RAW DATA:
-=-=-=-=-

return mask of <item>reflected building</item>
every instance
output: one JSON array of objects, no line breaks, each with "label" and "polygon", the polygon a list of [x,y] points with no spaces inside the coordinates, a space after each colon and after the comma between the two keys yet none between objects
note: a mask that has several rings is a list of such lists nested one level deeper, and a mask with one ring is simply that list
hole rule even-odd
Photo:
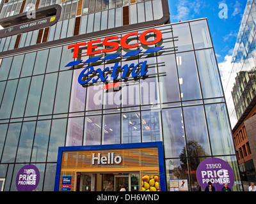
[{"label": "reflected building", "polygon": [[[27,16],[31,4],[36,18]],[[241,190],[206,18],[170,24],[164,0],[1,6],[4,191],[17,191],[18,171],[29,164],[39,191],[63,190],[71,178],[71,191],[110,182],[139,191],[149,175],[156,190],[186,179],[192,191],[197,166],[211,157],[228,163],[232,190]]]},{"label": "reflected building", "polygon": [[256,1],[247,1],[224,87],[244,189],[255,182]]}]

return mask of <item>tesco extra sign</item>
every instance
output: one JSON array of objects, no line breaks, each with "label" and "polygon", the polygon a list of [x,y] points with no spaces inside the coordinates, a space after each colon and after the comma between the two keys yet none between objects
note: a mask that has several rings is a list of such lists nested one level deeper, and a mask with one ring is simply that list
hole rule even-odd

-=-=-=-=-

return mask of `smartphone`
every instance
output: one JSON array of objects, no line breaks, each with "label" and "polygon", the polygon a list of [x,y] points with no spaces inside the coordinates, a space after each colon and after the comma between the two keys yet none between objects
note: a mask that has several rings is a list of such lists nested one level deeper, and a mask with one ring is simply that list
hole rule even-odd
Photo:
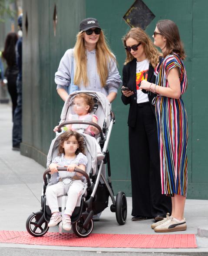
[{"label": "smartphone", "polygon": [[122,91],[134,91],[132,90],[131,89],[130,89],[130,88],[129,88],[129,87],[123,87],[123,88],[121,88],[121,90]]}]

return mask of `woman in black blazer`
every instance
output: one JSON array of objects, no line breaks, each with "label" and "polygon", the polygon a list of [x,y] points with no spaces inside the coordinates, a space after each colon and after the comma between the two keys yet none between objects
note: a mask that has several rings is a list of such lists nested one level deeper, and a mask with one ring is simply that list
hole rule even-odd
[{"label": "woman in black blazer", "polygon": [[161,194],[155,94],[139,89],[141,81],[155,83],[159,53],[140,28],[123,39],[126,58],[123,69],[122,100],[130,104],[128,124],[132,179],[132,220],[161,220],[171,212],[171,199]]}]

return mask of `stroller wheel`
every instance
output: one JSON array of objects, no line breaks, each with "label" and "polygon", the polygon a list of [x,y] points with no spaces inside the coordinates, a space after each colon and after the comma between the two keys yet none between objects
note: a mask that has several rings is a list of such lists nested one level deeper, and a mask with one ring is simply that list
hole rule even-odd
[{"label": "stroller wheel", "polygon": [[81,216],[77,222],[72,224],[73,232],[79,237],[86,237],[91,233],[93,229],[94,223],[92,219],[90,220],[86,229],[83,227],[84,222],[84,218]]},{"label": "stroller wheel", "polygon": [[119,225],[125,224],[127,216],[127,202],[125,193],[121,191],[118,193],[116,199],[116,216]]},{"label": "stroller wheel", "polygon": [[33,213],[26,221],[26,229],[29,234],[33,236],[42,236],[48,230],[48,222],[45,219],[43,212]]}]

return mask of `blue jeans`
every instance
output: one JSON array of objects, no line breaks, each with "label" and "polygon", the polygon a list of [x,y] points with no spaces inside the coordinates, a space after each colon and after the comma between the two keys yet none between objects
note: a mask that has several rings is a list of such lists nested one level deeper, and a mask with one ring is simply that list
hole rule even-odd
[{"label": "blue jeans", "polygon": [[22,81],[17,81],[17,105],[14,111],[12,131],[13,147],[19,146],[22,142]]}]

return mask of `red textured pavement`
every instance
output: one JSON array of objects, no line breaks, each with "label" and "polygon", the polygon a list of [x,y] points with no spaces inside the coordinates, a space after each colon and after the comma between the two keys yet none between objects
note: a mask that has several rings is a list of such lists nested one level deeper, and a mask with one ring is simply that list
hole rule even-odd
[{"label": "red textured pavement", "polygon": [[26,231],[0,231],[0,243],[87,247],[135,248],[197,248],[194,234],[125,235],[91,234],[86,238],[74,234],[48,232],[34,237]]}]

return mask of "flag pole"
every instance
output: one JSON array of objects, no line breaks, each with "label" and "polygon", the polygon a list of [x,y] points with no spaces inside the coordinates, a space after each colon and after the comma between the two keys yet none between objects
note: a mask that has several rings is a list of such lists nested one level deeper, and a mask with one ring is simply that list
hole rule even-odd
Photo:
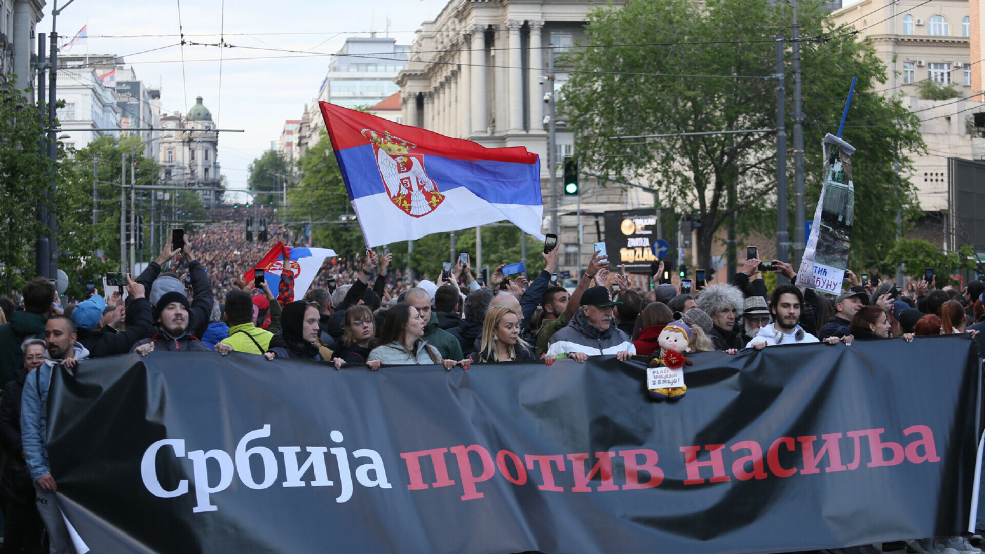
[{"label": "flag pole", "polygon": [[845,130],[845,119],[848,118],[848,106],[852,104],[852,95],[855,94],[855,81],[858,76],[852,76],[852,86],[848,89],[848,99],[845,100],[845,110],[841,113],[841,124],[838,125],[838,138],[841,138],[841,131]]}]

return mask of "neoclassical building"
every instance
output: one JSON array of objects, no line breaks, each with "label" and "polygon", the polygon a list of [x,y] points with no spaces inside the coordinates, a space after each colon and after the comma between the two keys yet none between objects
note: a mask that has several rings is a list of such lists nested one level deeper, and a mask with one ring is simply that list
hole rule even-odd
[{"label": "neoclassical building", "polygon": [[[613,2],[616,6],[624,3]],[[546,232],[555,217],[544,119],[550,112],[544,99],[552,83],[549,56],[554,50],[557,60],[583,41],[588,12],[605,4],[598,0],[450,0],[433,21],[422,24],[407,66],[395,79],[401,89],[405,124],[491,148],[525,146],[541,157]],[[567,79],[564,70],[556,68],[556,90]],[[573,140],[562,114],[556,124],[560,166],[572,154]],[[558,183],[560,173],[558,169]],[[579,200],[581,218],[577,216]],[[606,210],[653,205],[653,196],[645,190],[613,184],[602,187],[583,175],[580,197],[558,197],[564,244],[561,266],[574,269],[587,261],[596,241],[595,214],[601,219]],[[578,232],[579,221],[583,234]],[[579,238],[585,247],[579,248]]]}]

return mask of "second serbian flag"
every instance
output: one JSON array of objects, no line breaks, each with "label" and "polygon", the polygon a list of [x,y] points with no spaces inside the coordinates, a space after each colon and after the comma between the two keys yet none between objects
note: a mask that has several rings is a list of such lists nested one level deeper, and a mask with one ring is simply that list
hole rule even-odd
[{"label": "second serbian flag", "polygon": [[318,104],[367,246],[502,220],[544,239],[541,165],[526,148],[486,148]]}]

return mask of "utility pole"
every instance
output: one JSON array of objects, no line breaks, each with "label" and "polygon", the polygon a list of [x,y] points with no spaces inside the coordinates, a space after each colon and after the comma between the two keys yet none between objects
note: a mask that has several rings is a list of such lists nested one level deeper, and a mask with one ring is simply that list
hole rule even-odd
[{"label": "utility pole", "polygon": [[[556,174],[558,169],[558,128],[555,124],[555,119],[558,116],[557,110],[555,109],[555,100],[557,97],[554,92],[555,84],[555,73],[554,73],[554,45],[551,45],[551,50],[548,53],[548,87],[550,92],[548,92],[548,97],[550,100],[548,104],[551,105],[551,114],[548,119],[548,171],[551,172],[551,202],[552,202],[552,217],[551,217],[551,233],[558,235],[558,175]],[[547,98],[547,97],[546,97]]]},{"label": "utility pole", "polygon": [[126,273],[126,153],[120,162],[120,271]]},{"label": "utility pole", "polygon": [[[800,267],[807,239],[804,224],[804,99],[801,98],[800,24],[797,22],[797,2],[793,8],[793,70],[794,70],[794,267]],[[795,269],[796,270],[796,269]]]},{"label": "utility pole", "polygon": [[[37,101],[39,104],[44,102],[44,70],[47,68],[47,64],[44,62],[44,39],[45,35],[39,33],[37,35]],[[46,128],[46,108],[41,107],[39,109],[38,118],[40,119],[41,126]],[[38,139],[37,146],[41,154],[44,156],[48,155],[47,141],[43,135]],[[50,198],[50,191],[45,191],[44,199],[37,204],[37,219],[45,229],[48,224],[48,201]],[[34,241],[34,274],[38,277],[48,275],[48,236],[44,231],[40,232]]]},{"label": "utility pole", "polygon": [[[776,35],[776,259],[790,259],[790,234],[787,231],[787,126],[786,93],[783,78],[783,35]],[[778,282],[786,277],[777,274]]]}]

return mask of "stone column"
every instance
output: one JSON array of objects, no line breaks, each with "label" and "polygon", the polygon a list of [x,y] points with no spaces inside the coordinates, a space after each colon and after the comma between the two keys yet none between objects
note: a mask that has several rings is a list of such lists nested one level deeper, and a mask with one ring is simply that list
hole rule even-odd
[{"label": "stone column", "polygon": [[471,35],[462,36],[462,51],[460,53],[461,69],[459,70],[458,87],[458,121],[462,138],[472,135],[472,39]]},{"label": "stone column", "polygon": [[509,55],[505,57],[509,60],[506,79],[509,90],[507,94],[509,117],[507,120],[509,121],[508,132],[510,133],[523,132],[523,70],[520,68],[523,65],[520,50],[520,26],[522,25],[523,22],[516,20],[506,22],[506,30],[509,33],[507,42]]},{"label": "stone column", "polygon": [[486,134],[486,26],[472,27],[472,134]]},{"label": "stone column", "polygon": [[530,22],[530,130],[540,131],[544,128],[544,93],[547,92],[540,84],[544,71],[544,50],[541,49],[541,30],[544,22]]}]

-=-=-=-=-

EXERCISE AIM:
Gather every line above that contains the string "woman". Case counts, so match it exactly.

SOLUTION FOR THIS EXERCISE:
return mask of `woman in black blazer`
[{"label": "woman in black blazer", "polygon": [[161,194],[155,94],[139,89],[141,81],[155,83],[159,53],[140,28],[123,39],[126,58],[123,69],[122,100],[130,104],[128,124],[132,179],[132,220],[161,220],[171,212],[171,199]]}]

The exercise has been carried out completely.